Copy out each line below in which the string "clicks" appears.

Collected data entries:
#####

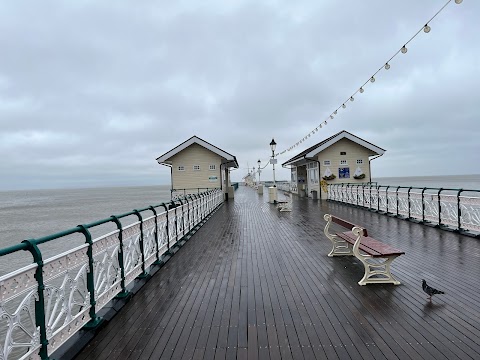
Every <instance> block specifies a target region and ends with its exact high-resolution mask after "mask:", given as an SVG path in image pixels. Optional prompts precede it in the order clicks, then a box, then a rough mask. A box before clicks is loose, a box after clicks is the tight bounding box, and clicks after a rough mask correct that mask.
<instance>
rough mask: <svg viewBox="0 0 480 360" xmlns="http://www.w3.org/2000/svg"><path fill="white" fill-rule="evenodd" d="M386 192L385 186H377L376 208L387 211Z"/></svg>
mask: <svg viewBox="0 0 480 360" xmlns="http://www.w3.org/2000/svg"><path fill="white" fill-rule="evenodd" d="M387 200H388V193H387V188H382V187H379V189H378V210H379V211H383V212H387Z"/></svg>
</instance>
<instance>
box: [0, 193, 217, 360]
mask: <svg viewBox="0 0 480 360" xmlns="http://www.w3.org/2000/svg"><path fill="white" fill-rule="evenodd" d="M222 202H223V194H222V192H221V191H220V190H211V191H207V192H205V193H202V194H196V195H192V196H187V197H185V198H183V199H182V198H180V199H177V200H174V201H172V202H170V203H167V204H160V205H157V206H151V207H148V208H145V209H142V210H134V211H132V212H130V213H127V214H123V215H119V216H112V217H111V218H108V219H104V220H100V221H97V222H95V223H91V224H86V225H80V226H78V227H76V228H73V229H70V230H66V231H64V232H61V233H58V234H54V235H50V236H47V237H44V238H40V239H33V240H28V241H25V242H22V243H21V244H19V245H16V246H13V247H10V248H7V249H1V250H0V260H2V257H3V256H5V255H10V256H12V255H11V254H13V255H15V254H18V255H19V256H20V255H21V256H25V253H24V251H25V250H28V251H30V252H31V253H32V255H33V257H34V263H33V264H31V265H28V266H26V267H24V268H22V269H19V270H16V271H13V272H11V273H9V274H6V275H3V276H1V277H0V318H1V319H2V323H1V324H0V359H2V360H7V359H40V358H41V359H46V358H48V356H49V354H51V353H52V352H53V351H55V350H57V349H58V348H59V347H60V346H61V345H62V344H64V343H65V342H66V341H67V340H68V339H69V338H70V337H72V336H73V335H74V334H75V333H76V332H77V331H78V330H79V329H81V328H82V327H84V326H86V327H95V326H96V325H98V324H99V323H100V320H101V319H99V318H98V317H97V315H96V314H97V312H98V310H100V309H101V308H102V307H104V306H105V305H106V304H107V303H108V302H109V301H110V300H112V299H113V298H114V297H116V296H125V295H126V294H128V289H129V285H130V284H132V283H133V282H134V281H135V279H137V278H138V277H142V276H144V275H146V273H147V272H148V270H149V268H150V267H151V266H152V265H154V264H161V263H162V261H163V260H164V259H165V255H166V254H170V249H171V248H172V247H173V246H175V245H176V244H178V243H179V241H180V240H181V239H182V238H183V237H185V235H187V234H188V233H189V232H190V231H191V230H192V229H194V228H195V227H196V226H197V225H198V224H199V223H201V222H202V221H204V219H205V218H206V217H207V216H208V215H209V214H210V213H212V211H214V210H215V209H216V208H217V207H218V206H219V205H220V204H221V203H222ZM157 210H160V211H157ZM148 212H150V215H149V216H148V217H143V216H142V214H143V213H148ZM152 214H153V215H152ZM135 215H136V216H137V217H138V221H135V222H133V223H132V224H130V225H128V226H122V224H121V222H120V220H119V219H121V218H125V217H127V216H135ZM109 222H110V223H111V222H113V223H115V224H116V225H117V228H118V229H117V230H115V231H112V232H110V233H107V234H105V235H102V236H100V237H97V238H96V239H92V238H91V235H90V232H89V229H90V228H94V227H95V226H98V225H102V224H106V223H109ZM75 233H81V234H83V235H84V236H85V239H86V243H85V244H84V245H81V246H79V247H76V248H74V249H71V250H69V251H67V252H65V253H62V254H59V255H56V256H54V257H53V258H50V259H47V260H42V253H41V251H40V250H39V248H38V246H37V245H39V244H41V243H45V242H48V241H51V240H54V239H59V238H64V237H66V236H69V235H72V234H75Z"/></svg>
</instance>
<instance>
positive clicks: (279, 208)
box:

#####

**EXERCISE SOLUTION**.
Every <instance> block specifies a target region and ends with its exact high-resolution mask after "mask:", given as an SVG path in image pixels. Optional prompts precede it in the order clicks, then a box, then a rough mask. A box before clicks is loose, a box after clicks is the tight bounding box, and clicks after a rough mask correct that mask.
positive clicks: (279, 208)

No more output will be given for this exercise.